▶ **What you have to do**: Copy all of the records below word for word, leaving out the pictures.
----- Supplied records -----
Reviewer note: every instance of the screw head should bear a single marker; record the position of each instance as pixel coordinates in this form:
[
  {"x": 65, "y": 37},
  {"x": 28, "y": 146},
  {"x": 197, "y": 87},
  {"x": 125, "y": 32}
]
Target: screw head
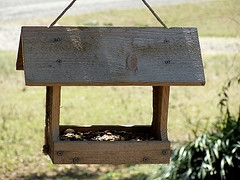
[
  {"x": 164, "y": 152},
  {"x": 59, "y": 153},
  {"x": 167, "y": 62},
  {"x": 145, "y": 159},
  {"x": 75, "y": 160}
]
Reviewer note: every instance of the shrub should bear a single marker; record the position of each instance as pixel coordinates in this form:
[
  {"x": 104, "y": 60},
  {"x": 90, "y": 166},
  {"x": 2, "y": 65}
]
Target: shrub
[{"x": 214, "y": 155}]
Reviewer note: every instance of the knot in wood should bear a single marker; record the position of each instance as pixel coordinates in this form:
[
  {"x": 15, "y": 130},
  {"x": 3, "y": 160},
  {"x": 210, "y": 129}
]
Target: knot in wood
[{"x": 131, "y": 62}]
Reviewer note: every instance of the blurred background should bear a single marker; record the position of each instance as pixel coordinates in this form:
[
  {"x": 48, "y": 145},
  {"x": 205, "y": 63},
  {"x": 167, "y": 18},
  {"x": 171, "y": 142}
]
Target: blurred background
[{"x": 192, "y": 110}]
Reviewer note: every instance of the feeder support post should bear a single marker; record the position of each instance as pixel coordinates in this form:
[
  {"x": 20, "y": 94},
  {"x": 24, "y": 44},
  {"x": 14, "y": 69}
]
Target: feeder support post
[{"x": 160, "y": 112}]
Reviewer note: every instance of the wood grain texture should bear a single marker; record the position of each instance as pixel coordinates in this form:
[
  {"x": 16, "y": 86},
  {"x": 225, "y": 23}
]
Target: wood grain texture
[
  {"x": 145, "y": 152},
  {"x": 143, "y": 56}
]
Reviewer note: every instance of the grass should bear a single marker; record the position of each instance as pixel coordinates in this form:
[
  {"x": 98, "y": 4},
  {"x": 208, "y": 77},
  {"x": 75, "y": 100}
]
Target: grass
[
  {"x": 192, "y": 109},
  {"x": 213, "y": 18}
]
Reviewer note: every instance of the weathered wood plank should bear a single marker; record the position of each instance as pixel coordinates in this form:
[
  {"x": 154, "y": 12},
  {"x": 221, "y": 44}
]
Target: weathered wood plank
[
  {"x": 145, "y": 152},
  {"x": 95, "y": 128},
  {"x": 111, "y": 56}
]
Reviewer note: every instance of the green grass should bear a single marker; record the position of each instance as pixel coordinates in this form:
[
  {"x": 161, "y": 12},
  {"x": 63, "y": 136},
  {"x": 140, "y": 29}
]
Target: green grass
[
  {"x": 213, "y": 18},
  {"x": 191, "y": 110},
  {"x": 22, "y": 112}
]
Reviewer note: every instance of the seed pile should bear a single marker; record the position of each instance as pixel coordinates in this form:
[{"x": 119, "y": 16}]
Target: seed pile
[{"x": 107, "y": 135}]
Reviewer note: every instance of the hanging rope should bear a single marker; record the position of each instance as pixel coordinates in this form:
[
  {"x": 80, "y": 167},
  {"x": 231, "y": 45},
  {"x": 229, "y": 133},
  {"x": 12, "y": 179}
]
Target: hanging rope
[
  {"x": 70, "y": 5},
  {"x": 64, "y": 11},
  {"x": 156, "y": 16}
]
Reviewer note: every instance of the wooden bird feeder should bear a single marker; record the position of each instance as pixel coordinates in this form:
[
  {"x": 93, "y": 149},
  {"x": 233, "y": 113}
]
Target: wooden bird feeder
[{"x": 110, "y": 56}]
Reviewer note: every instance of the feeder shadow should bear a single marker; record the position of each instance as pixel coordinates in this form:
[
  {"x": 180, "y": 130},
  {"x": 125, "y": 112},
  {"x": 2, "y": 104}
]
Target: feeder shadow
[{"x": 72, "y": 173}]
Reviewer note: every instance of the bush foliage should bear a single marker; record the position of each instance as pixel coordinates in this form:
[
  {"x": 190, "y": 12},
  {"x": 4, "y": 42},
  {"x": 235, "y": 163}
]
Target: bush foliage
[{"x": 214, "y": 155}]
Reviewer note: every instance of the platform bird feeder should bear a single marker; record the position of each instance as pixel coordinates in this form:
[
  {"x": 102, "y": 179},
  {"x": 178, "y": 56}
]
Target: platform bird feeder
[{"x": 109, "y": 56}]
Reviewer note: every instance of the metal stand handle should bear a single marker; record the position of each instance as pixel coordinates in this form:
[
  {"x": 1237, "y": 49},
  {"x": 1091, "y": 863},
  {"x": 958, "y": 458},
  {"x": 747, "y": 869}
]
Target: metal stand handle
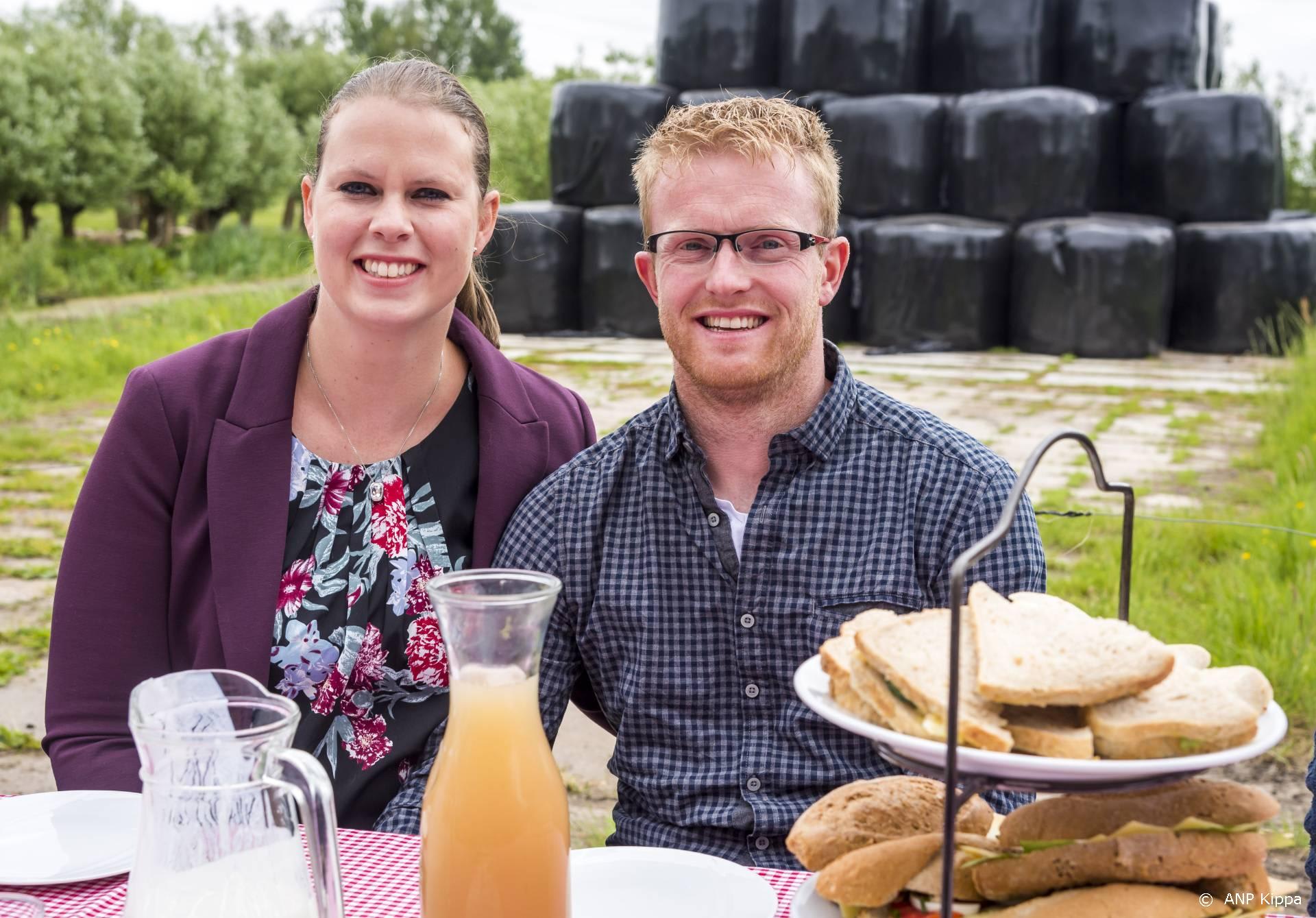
-----
▶ **Solution below**:
Reviewer note: every instance of the screw head should bear a single marker; record the position of each instance as pixel coordinates in this form:
[
  {"x": 65, "y": 37},
  {"x": 28, "y": 146},
  {"x": 197, "y": 87},
  {"x": 125, "y": 32}
]
Target: screw head
[
  {"x": 164, "y": 152},
  {"x": 59, "y": 153},
  {"x": 167, "y": 62},
  {"x": 145, "y": 159},
  {"x": 75, "y": 160}
]
Reviewer note: every instance of the shrub should bear a single marker; record the position of each instance as pixel coordinates in this form:
[
  {"x": 104, "y": 60},
  {"x": 90, "y": 166},
  {"x": 2, "y": 65}
]
Target: shrub
[{"x": 214, "y": 155}]
Reviewer note: every instance of the knot in wood should bear a single marker; record the position of each instance as pixel coordinates in this form:
[
  {"x": 15, "y": 130},
  {"x": 3, "y": 160},
  {"x": 210, "y": 129}
]
Target: knot in wood
[{"x": 131, "y": 62}]
Reviewer note: every instance of the blurred background should bear a single marker; record the position of each instance as pixel coordinates in this form:
[
  {"x": 48, "y": 145},
  {"x": 205, "y": 63},
  {"x": 167, "y": 18},
  {"x": 171, "y": 142}
]
Target: blurred background
[{"x": 192, "y": 110}]
Reviewer note: every instance of the feeder support post should bear a single marker; record the position of each instance as pixel coordinates in this form:
[
  {"x": 20, "y": 94},
  {"x": 24, "y": 44},
  {"x": 14, "y": 69}
]
Target: feeder support post
[{"x": 160, "y": 112}]
Reviewer note: every instance of the wood grain texture should bear a single marker; record the position of each instance as pixel coordinates in this form:
[
  {"x": 16, "y": 86},
  {"x": 225, "y": 23}
]
Target: wood grain texture
[
  {"x": 145, "y": 152},
  {"x": 143, "y": 56}
]
Reviewer note: every instance of the grass should bear a single marker; record the position of each instance as pixel coordinates in this form:
[
  {"x": 98, "y": 4},
  {"x": 208, "y": 77},
  {"x": 75, "y": 100}
]
Target: grass
[
  {"x": 192, "y": 109},
  {"x": 213, "y": 18}
]
Reviewer note: every instance of the weathered wood plank should bear a single marker; record the position of each instance as pixel coordinates in this form:
[
  {"x": 154, "y": 12},
  {"x": 221, "y": 44}
]
Target: weathered wood plank
[
  {"x": 145, "y": 152},
  {"x": 95, "y": 128},
  {"x": 111, "y": 56}
]
Reviewer note: every instance of the green grass should bear a single marker; record the position of each instance as pixel coordinates in this form:
[
  {"x": 161, "y": 12},
  {"x": 63, "y": 136},
  {"x": 140, "y": 29}
]
Target: green grass
[
  {"x": 213, "y": 18},
  {"x": 191, "y": 110},
  {"x": 22, "y": 112}
]
Reviewer note: every instance of the seed pile should bear a single marker; record the position of each instance as pixel coordinates in this form:
[{"x": 119, "y": 16}]
Target: seed pile
[{"x": 107, "y": 135}]
Reviewer note: every instance of the hanging rope should bear a single marker; record the position of each instance as pixel coordinates in this form:
[
  {"x": 80, "y": 167},
  {"x": 231, "y": 45},
  {"x": 229, "y": 133},
  {"x": 12, "y": 179}
]
Target: hanging rope
[
  {"x": 70, "y": 5},
  {"x": 64, "y": 11},
  {"x": 156, "y": 16}
]
Reviewer note: every instance of the wooden bird feeder should bear a single marker; record the position of each instance as pixel coordinates in this form:
[
  {"x": 93, "y": 149},
  {"x": 233, "y": 113}
]
Target: wooden bird feeder
[{"x": 110, "y": 56}]
Reviewer note: every instance of the feeder shadow should bear a single marker; record the position of each instance as pixel coordinates in this form:
[
  {"x": 180, "y": 130},
  {"x": 125, "y": 112},
  {"x": 2, "y": 104}
]
Target: feeder shadow
[{"x": 72, "y": 173}]
Reviewer note: every instance of the bush foliage should bear a single marker; record the position of each instance as pixel coordinates in this form:
[
  {"x": 190, "y": 12},
  {"x": 4, "y": 42},
  {"x": 235, "y": 163}
]
Target: bush foliage
[{"x": 214, "y": 155}]
Reviewer note: every instance of the platform bird feeder should bear a single marker; record the position of each instance as pixel coordinates in this form:
[
  {"x": 102, "y": 179},
  {"x": 178, "y": 56}
]
Target: platform bird feeder
[{"x": 109, "y": 56}]
Reviewer note: every instance of the metal stand handle should bear a single marker; record the position of each instance as pixel coordinates in this form:
[
  {"x": 1237, "y": 49},
  {"x": 1091, "y": 863},
  {"x": 958, "y": 458},
  {"x": 747, "y": 869}
]
Target: metal stand handle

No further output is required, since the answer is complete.